> Stated exercise
Return the lines of the items below unchanged, starting with the line that contains "point: the large front" and continuing through the final line of the items, with both of those lines included.

** START **

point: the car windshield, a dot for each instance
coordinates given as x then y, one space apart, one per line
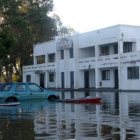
6 87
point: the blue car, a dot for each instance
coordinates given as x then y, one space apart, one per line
14 92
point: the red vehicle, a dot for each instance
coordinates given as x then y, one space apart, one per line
82 100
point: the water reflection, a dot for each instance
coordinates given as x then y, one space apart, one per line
118 117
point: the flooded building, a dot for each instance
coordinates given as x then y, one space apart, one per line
105 58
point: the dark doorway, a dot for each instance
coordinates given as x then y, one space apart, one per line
116 78
86 76
42 80
62 80
72 79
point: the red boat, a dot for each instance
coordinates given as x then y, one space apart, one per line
82 100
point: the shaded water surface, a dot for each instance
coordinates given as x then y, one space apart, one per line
117 118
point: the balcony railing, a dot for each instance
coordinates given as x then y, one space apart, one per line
87 63
45 66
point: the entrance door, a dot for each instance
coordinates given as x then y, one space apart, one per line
72 79
86 76
116 78
62 80
42 80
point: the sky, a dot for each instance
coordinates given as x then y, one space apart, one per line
88 15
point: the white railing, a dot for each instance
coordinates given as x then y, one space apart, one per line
45 66
86 63
130 57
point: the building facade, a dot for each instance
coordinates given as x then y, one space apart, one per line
105 58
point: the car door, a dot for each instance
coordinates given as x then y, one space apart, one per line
35 92
21 91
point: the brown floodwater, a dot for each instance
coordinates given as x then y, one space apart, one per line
117 118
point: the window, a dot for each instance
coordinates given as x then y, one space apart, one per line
62 54
71 52
133 72
115 48
105 75
28 78
41 59
20 88
105 50
51 57
34 87
51 77
7 87
127 47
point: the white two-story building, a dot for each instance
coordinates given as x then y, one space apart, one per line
105 58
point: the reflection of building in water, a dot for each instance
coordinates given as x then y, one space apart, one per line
105 58
111 119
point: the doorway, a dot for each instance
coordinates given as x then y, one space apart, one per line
86 77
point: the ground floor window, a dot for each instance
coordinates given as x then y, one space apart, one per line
51 77
106 75
28 78
133 72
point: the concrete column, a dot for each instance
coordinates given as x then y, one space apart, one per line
76 58
120 46
34 60
66 66
97 70
97 77
120 51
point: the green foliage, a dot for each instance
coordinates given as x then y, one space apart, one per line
22 24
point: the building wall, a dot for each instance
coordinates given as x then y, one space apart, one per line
87 57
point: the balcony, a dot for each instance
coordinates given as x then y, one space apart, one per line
42 67
108 61
86 63
131 57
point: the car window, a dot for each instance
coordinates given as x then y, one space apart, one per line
34 87
20 88
6 87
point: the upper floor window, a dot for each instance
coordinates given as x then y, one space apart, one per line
51 77
28 78
127 47
41 59
51 57
105 75
105 50
133 72
71 52
62 54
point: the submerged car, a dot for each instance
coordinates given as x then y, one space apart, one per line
14 92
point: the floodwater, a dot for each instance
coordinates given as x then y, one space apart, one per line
117 118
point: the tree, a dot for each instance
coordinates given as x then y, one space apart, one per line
62 30
28 23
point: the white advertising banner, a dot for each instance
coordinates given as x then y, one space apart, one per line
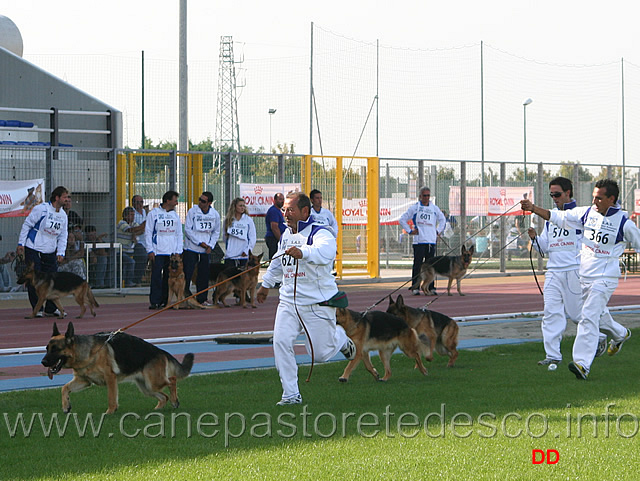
477 200
489 200
18 197
503 200
354 211
259 197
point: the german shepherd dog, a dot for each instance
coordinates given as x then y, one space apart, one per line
441 330
100 360
241 285
52 286
453 267
177 284
377 330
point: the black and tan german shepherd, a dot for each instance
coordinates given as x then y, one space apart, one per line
177 282
377 330
52 286
244 286
96 359
453 267
441 330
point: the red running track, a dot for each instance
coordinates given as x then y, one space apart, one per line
485 296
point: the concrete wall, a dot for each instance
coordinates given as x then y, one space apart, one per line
24 85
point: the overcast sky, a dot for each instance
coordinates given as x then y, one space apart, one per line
563 31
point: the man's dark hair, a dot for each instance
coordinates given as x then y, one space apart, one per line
301 198
564 183
610 187
57 192
168 195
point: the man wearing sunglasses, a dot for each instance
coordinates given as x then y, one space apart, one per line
562 292
605 229
428 223
201 232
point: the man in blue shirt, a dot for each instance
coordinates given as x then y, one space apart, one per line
275 224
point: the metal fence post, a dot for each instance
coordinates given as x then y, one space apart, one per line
503 230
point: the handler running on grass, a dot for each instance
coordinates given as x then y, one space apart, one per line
562 296
313 248
605 231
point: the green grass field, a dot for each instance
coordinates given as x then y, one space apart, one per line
483 419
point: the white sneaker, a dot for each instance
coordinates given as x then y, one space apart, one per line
297 399
602 346
615 346
349 350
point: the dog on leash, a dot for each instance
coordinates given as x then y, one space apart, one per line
243 285
377 330
52 286
453 267
103 360
177 285
441 330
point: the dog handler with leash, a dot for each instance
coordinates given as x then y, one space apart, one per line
605 229
306 290
562 293
43 241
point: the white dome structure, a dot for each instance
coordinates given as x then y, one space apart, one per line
10 37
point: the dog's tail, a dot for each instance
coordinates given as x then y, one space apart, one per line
91 298
183 370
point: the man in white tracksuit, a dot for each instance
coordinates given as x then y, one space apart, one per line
201 232
163 237
43 241
313 249
428 223
562 292
606 228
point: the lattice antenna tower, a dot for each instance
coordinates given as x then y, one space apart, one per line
227 128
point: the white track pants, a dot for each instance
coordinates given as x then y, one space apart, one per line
562 301
595 317
327 338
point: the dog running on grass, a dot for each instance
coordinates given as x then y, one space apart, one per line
377 330
453 267
441 330
96 359
52 286
177 285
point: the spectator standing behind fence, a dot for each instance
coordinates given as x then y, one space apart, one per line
201 232
43 241
428 223
98 257
274 221
127 231
140 249
163 232
605 229
239 234
321 215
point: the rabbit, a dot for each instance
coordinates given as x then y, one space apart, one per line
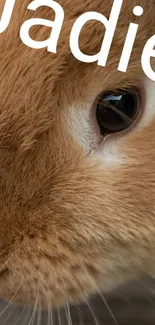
77 160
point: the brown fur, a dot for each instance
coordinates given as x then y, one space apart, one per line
68 224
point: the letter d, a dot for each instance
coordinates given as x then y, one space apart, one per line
110 26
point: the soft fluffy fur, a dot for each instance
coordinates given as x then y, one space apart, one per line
76 216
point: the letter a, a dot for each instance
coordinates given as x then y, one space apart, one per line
51 42
6 15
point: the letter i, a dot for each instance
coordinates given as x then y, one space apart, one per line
129 42
6 15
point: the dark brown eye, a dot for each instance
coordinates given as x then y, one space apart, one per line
117 111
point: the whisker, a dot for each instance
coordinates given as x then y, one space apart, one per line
49 307
22 313
4 250
87 302
68 313
79 315
11 300
35 305
59 316
105 302
6 263
39 314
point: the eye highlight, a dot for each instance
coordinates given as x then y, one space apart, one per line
117 111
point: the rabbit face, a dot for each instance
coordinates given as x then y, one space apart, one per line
77 208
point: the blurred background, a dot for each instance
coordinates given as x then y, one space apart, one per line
133 304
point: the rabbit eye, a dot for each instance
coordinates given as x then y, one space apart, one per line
117 111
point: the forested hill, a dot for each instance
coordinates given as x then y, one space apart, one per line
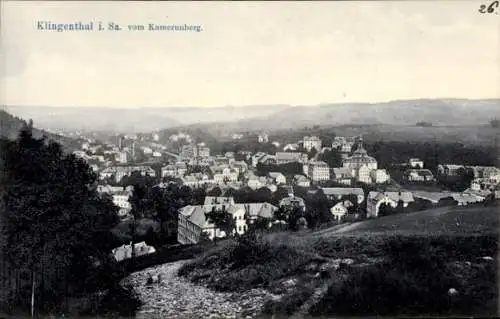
10 126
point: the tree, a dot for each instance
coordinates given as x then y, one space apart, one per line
318 209
56 227
222 220
216 192
386 210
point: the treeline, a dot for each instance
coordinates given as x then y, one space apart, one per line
388 153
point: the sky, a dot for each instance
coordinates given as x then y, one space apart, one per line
249 53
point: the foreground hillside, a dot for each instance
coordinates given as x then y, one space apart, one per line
423 263
437 221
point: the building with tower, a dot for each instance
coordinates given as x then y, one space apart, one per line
360 164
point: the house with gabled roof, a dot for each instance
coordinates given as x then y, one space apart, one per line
193 221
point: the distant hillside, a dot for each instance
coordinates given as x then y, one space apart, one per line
438 112
95 118
11 125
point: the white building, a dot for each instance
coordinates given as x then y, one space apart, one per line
193 221
310 142
263 138
291 147
375 199
379 176
278 177
339 210
147 150
360 164
318 171
225 175
302 181
342 175
338 193
125 251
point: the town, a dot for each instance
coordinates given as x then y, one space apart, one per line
262 185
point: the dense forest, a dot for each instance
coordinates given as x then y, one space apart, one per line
55 232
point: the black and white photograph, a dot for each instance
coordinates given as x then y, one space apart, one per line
249 159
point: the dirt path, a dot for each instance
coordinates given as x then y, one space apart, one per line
175 297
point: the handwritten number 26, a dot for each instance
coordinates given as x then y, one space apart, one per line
490 9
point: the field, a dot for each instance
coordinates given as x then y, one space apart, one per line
447 221
395 265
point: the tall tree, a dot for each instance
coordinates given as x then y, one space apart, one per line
55 226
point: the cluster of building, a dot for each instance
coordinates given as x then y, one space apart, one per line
356 166
195 166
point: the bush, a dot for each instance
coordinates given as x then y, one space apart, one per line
254 259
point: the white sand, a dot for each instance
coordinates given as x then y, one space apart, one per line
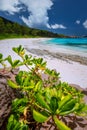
72 72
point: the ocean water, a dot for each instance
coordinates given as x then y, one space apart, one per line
74 44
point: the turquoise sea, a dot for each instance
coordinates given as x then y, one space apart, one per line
74 44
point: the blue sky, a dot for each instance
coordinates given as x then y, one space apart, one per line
67 17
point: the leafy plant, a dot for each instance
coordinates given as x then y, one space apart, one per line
42 99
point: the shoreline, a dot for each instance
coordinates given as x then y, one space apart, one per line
72 67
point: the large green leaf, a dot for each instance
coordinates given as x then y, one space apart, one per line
60 124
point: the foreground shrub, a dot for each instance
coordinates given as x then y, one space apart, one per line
44 96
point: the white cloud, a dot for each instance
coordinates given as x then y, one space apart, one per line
85 24
77 22
11 6
37 11
57 26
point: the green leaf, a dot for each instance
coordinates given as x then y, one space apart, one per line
69 105
1 56
60 124
9 59
64 101
38 86
41 101
18 105
54 104
39 117
16 62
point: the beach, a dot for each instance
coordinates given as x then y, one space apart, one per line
72 66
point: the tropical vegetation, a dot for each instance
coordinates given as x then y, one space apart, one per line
42 98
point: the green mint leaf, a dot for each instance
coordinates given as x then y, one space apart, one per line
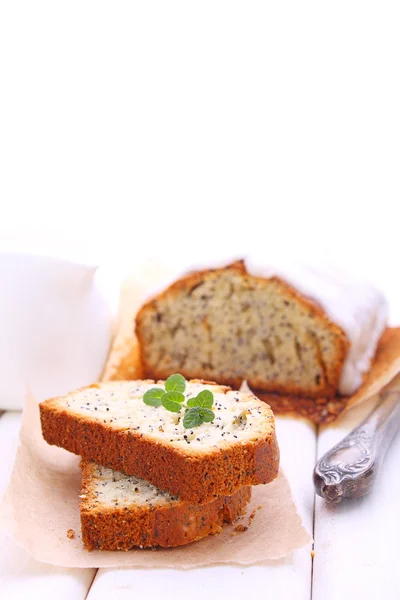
192 418
172 401
207 415
205 400
153 397
175 383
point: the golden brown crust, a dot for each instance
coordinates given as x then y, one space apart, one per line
384 368
196 478
173 524
332 371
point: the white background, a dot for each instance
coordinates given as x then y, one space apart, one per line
202 129
197 130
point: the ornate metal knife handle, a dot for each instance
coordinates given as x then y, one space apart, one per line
349 469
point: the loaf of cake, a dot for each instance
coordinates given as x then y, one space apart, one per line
286 331
111 425
120 512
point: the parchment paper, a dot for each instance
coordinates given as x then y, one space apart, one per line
42 504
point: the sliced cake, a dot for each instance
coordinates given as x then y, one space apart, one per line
111 425
120 512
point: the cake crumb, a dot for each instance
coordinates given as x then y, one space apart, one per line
251 517
239 529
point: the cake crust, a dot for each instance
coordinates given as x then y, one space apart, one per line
194 476
175 523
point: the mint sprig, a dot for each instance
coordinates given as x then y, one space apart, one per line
198 409
172 401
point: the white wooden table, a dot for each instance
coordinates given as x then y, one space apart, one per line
355 545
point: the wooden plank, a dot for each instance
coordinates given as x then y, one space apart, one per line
289 578
20 575
356 543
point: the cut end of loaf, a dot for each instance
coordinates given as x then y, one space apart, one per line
227 325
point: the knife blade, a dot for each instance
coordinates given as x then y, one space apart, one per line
351 467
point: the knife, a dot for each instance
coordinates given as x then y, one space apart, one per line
349 469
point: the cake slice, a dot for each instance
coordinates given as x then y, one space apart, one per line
110 424
287 331
120 512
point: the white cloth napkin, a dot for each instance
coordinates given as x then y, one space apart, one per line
55 327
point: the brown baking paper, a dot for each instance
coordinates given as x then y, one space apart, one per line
42 503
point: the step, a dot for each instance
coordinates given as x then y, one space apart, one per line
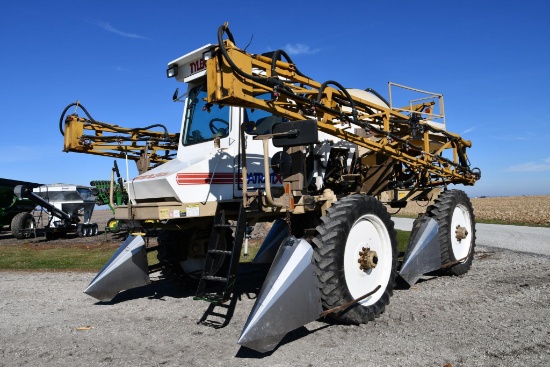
220 252
214 279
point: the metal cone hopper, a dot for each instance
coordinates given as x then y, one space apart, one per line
289 298
127 268
423 253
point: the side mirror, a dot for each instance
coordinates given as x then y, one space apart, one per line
295 133
175 96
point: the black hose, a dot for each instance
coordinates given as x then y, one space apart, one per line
166 134
378 95
343 90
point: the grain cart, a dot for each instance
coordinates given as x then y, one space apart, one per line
261 141
63 203
16 212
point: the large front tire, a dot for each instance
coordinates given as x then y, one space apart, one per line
454 213
22 225
356 229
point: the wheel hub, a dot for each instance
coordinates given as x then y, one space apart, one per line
461 232
367 259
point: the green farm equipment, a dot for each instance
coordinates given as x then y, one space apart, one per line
113 194
15 212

** END **

> In response
point: the large front tire, a dot for each instance
coordinates given as x then y, one space apart, one per line
454 213
22 225
356 229
point: the wheel hub, a dot for each instance
coordinates given as x then y, one space apart, one per line
461 232
367 259
point: the green farm equipment, a dot for each instance
coordinates given as x then y, one space apart, one per line
113 194
15 212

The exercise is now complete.